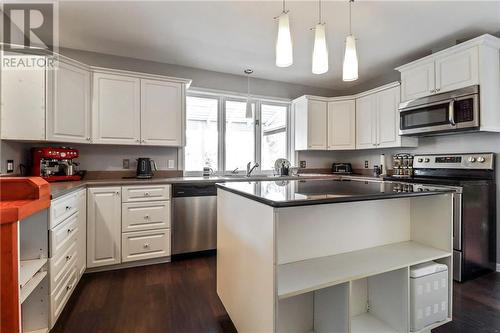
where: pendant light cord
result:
[349,0,354,35]
[318,0,322,24]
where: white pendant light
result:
[244,68,253,119]
[312,0,328,74]
[342,0,358,81]
[275,0,293,67]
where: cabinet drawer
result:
[50,241,78,290]
[50,267,77,326]
[122,185,170,202]
[122,201,170,232]
[122,229,170,262]
[50,194,78,229]
[49,212,79,257]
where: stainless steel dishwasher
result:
[172,183,217,255]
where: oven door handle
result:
[448,98,457,126]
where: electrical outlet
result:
[7,160,14,173]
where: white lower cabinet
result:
[87,187,121,268]
[49,189,86,328]
[122,229,170,262]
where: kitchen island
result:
[217,180,454,333]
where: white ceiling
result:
[59,1,500,90]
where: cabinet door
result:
[47,62,90,142]
[0,56,46,140]
[76,190,87,276]
[92,73,141,144]
[401,61,435,101]
[328,100,356,150]
[376,87,401,148]
[436,47,479,93]
[141,79,184,146]
[356,95,377,149]
[307,100,328,150]
[87,187,121,267]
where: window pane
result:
[261,104,288,170]
[185,96,218,171]
[225,101,255,171]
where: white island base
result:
[217,189,453,333]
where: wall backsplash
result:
[0,141,178,174]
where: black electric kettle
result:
[136,157,158,179]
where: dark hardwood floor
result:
[51,256,500,333]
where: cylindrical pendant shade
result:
[342,35,358,81]
[276,13,293,67]
[312,24,328,74]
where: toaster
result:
[332,163,352,174]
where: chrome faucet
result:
[247,162,259,177]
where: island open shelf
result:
[217,180,454,333]
[277,241,450,299]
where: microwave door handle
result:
[448,99,457,126]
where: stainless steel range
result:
[385,153,496,281]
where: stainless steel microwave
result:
[399,85,480,136]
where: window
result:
[225,101,255,171]
[184,96,219,171]
[184,91,290,175]
[260,104,288,170]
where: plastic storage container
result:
[410,261,448,332]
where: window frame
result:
[184,89,292,176]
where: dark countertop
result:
[50,174,350,199]
[217,178,453,207]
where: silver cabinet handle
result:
[448,99,457,126]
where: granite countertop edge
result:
[50,174,370,200]
[216,184,453,208]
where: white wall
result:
[299,132,500,263]
[0,140,177,174]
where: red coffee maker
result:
[31,147,82,182]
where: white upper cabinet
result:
[401,61,435,100]
[141,79,184,146]
[293,96,328,150]
[92,72,141,144]
[356,84,418,149]
[328,100,356,150]
[396,35,500,102]
[356,95,377,149]
[376,87,401,148]
[87,187,121,268]
[435,47,479,93]
[47,61,91,143]
[0,54,49,140]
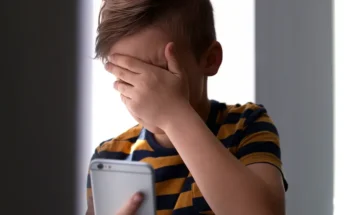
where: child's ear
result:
[201,41,223,76]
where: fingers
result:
[114,80,134,98]
[164,42,182,74]
[105,62,137,85]
[108,54,151,74]
[117,193,144,215]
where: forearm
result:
[164,105,277,215]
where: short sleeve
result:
[236,105,288,190]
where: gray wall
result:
[7,0,78,215]
[256,0,333,215]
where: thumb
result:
[165,42,182,75]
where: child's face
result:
[110,28,218,133]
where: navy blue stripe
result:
[181,176,194,193]
[244,107,267,126]
[133,150,178,161]
[192,197,211,212]
[99,138,114,147]
[243,122,279,137]
[224,113,242,124]
[220,129,243,148]
[236,142,280,159]
[155,164,189,183]
[172,206,197,215]
[156,194,180,210]
[128,136,139,143]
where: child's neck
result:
[154,99,210,148]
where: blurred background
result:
[6,0,348,215]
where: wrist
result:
[160,101,197,133]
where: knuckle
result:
[123,58,133,69]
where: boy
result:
[87,0,287,215]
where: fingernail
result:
[133,193,143,203]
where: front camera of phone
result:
[97,163,104,169]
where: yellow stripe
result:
[156,210,173,215]
[217,119,245,140]
[240,152,282,169]
[174,191,192,210]
[239,131,279,148]
[141,155,184,169]
[156,178,186,196]
[227,103,260,114]
[131,140,153,152]
[97,140,133,154]
[192,182,203,198]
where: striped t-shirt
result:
[87,100,287,215]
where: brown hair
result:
[95,0,216,60]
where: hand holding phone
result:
[116,193,144,215]
[90,159,156,215]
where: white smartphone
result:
[90,159,156,215]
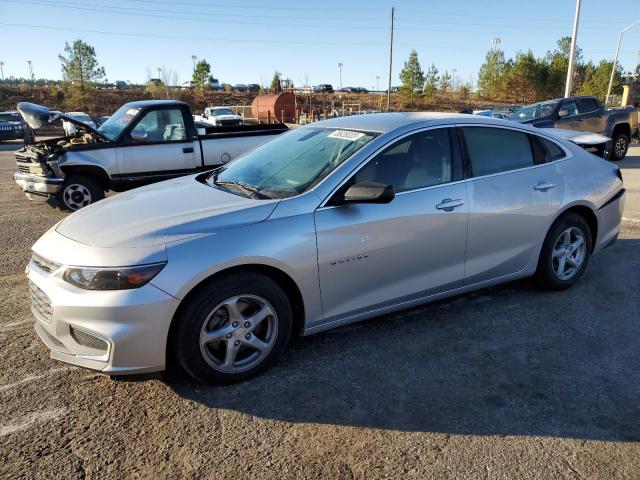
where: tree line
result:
[400,37,640,104]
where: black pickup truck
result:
[511,97,638,160]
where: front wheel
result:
[536,213,593,290]
[611,133,629,160]
[58,175,104,211]
[173,273,292,384]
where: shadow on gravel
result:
[168,240,640,441]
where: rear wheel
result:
[611,133,629,160]
[58,175,104,211]
[536,213,593,290]
[174,274,292,383]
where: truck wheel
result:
[611,133,629,160]
[58,175,104,211]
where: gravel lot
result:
[0,140,640,479]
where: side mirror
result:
[131,128,147,143]
[344,182,396,203]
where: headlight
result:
[63,262,167,290]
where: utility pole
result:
[387,7,395,112]
[604,20,640,106]
[564,0,580,98]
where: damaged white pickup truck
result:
[14,100,287,210]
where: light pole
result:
[564,0,580,98]
[27,60,34,83]
[604,20,640,105]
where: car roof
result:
[303,112,522,133]
[125,100,186,108]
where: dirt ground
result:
[0,143,640,480]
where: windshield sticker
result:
[327,130,364,142]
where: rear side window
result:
[578,98,598,113]
[462,127,534,177]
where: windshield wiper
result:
[213,178,271,199]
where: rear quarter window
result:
[462,127,534,177]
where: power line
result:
[5,0,384,30]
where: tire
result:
[172,273,293,384]
[58,175,104,211]
[536,213,593,290]
[611,133,629,161]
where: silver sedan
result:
[28,113,625,383]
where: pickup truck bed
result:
[14,100,287,210]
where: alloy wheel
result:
[62,183,91,210]
[200,295,278,373]
[551,227,587,281]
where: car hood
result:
[18,102,109,140]
[56,174,278,248]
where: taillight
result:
[616,168,624,183]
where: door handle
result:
[436,198,464,212]
[533,182,556,192]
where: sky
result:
[0,0,640,89]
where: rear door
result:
[315,128,468,321]
[116,107,200,177]
[461,126,565,285]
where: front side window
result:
[352,128,453,193]
[134,109,187,142]
[462,127,534,177]
[208,127,377,198]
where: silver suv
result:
[28,113,624,383]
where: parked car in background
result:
[62,112,97,135]
[0,111,34,142]
[194,107,244,127]
[14,100,287,210]
[28,113,625,383]
[511,97,638,160]
[313,83,333,93]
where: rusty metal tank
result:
[251,93,296,123]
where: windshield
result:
[98,105,140,140]
[67,113,93,123]
[511,100,559,122]
[0,113,22,122]
[211,108,235,116]
[208,128,376,198]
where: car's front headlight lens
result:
[64,262,167,290]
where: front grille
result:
[29,282,53,322]
[31,253,62,273]
[69,327,108,352]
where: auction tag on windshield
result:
[327,130,364,142]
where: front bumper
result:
[13,172,64,195]
[27,255,179,375]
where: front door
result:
[315,128,468,321]
[116,108,198,177]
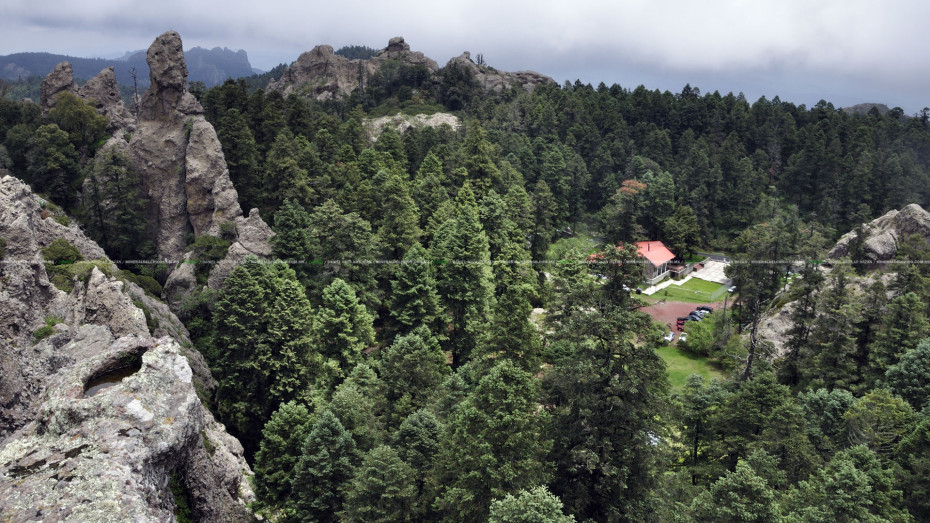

● ● ● ● ● ● ●

> _EXERCISE OBJECTIVE_
Turn the listing above into a numbered list, one entry per line, with blank lines dropped and the pictures left out.

> _OUTPUT OF THE EXERCISE_
1. where: pendant light cord
2. result:
3. [349,0,354,35]
4. [318,0,322,24]
5. where: white pendant light
6. result:
7. [244,68,253,119]
8. [312,0,328,74]
9. [342,0,358,81]
10. [275,0,293,67]
11. where: cabinet drawer
12. result:
13. [50,241,78,290]
14. [50,267,77,326]
15. [122,185,170,202]
16. [122,201,170,232]
17. [122,229,170,262]
18. [50,194,78,229]
19. [49,212,79,257]
20. where: stainless steel dishwasher
21. result:
22. [172,183,217,255]
23. where: oven door handle
24. result:
25. [448,98,457,126]
26. where: electrical outlet
27. result:
28. [7,160,14,173]
29. where: white lower cabinet
30. result:
31. [87,187,121,268]
32. [49,189,86,328]
33. [122,229,170,262]
34. where: kitchen island
35. result:
36. [217,180,454,333]
37. where: white ceiling
38. result:
39. [59,1,500,90]
40. where: cabinet door
41. result:
42. [47,62,90,142]
43. [0,56,46,140]
44. [76,190,87,276]
45. [92,73,141,144]
46. [401,61,435,101]
47. [328,100,356,150]
48. [376,87,401,148]
49. [436,47,479,93]
50. [141,79,184,146]
51. [356,95,377,149]
52. [307,100,328,150]
53. [87,187,121,267]
54. where: window pane
55. result:
56. [261,104,288,170]
57. [185,96,218,171]
58. [225,101,255,171]
59. where: white island base
60. result:
61. [217,189,453,333]
62. where: wall backsplash
63. result:
64. [0,141,178,174]
65. where: black electric kettle
66. result:
67. [136,157,158,179]
68. where: dark hardwood floor
69. result:
70. [51,256,500,333]
71. where: cylindrical pendant shade
72. result:
73. [342,35,358,81]
74. [276,13,293,67]
75. [312,24,328,74]
76. where: toaster
77. result:
78. [332,163,352,174]
79. where: chrome faucet
80. result:
81. [247,162,259,177]
82. where: island open shelf
83. result:
84. [217,180,454,333]
85. [277,241,450,299]
86. where: microwave door handle
87. result:
88. [448,99,457,126]
89. where: stainless steel range
90. result:
91. [385,153,496,281]
92. where: stainless steel microwave
93. result:
94. [399,85,480,136]
95. where: window
96. result:
97. [225,101,255,171]
98. [184,96,219,171]
99. [184,91,290,175]
100. [260,104,288,170]
101. where: plastic storage container
102. result:
103. [410,261,448,332]
104. where: window frame
105. result:
106. [184,89,292,176]
107. where: dark countertop
108. result:
109. [50,174,350,199]
110. [217,178,453,207]
111. where: silver cabinet handle
112. result:
113. [448,99,457,126]
114. where: granite countertop edge
115. result:
116. [50,174,370,200]
117. [216,184,453,208]
118. where: white wall
119. result:
120. [299,132,500,263]
121. [0,140,177,174]
122. where: red coffee maker
123. result:
124. [31,147,82,182]
125. where: white upper cabinet
126. result:
127. [401,61,435,100]
128. [141,79,184,146]
129. [293,96,328,150]
130. [92,72,141,144]
131. [356,84,418,149]
132. [328,100,356,150]
133. [396,35,500,102]
134. [356,95,377,149]
135. [376,87,401,148]
136. [87,187,121,268]
137. [435,47,479,93]
138. [47,61,91,143]
139. [0,54,49,140]
140. where: child's ear
141. result:
142. [201,41,223,76]
143. where: fingers
144. result:
145. [114,80,134,98]
146. [164,42,182,74]
147. [105,62,137,85]
148. [108,54,151,74]
149. [117,193,144,215]
150. where: forearm
151. result:
152. [164,105,277,215]
153. where: short sleeve
154. result:
155. [236,105,288,190]
156. where: gray wall
157. result:
158. [7,0,78,215]
159. [256,0,333,215]
160. where: thumb
161. result:
162. [165,42,182,75]
163. where: child's face
164. result:
165. [110,28,218,133]
166. where: navy blue stripe
167. result:
168. [181,176,194,193]
169. [244,107,267,126]
170. [133,150,178,161]
171. [192,197,211,212]
172. [99,138,114,147]
173. [243,122,279,137]
174. [224,113,242,124]
175. [220,129,243,148]
176. [236,142,280,159]
177. [155,164,189,183]
178. [172,206,197,215]
179. [156,194,180,210]
180. [128,136,139,143]
181. where: child's neck
182. result:
183. [154,99,210,148]
184. where: blurred background
185. result:
186. [6,0,348,215]
187. where: wrist
188. result:
189. [160,101,197,133]
190. where: knuckle
191. result:
192. [123,58,133,69]
193. where: boy
194. result:
195. [87,0,287,215]
196. where: fingernail
197. result:
198. [133,193,143,203]
199. where: front camera of phone
200. result:
201. [97,163,104,169]
202. where: yellow stripe
203. result:
204. [156,210,173,215]
205. [217,119,245,140]
206. [240,152,282,169]
207. [174,191,192,210]
208. [239,131,279,148]
209. [141,155,184,169]
210. [156,178,186,196]
211. [227,103,260,114]
212. [131,140,153,152]
213. [97,140,133,154]
214. [192,182,203,198]
215. where: striped t-shirt
216. result:
217. [87,100,287,215]
218. where: brown hair
219. result:
220. [95,0,216,60]
221. where: hand holding phone
222. result:
223. [116,193,144,215]
224. [90,159,156,215]
225. where: white smartphone
226. result:
227. [90,159,156,215]
228. where: tree line
229. result:
230. [400,37,640,104]
231. where: black pickup truck
232. result:
233. [511,97,638,160]
234. where: front wheel
235. result:
236. [536,213,593,290]
237. [611,133,629,160]
238. [58,175,104,211]
239. [173,273,292,384]
240. where: shadow on gravel
241. result:
242. [168,240,640,441]
243. where: rear wheel
244. result:
245. [611,133,629,160]
246. [58,175,104,211]
247. [536,213,593,290]
248. [174,274,292,383]
249. where: truck wheel
250. result:
251. [611,133,629,160]
252. [58,175,104,211]
253. where: gravel lot
254. result:
255. [0,140,640,479]
256. where: side mirror
257. result:
258. [131,128,147,143]
259. [344,182,396,203]
260. where: headlight
261. result:
262. [63,262,167,290]
263. where: utility pole
264. result:
265. [387,7,395,112]
266. [604,20,640,106]
267. [564,0,580,98]
268. where: damaged white pickup truck
269. result:
270. [14,100,287,210]
271. where: light pole
272. result:
273. [564,0,580,98]
274. [27,60,34,83]
275. [604,20,640,105]
276. where: car roof
277. result:
278. [303,112,522,133]
279. [125,100,186,108]
280. where: dirt ground
281. result:
282. [0,143,640,480]
283. where: windshield sticker
284. result:
285. [327,130,364,142]
286. where: rear side window
287. result:
288. [578,98,598,113]
289. [462,127,534,177]
290. where: windshield wiper
291. result:
292. [213,178,271,199]
293. where: rear quarter window
294. result:
295. [462,127,534,177]
296. where: power line
297. result:
298. [5,0,384,30]
299. where: tire
300. result:
301. [172,273,293,384]
302. [58,175,104,211]
303. [536,213,593,290]
304. [611,133,629,161]
305. where: silver sedan
306. result:
307. [28,113,625,383]
308. where: pickup truck bed
309. result:
310. [14,100,287,210]
311. where: alloy wheel
312. result:
313. [62,183,91,210]
314. [200,295,278,373]
315. [551,227,587,281]
316. where: car hood
317. result:
318. [18,102,109,140]
319. [56,174,278,248]
320. where: taillight
321. result:
322. [616,168,624,183]
323. where: door handle
324. result:
325. [436,198,464,212]
326. [533,182,556,192]
327. where: sky
328. result:
329. [0,0,640,89]
330. where: rear door
331. result:
332. [315,128,468,321]
333. [116,107,200,177]
334. [461,126,565,285]
335. where: front side window
336. result:
337. [352,128,453,193]
338. [134,109,187,142]
339. [462,127,534,177]
340. [208,127,377,198]
341. where: silver suv
342. result:
343. [28,113,624,383]
344. where: parked car in background
345. result:
346. [62,112,97,135]
347. [0,111,34,142]
348. [194,107,244,127]
349. [14,100,287,210]
350. [28,113,625,383]
351. [511,97,638,160]
352. [313,83,333,93]
353. where: rusty metal tank
354. result:
355. [251,93,296,123]
356. where: windshield
357. result:
358. [98,105,140,140]
359. [67,113,93,123]
360. [511,100,559,122]
361. [0,113,22,122]
362. [211,108,235,116]
363. [208,128,376,198]
364. where: car's front headlight lens
365. result:
366. [64,262,167,290]
367. where: front grille
368. result:
369. [29,282,53,322]
370. [31,253,62,273]
371. [69,327,108,352]
372. where: auction tag on windshield
373. result:
374. [327,130,364,142]
375. where: front bumper
376. result:
377. [13,172,64,195]
378. [27,255,179,375]
379. where: front door
380. result:
381. [315,128,468,321]
382. [116,108,198,177]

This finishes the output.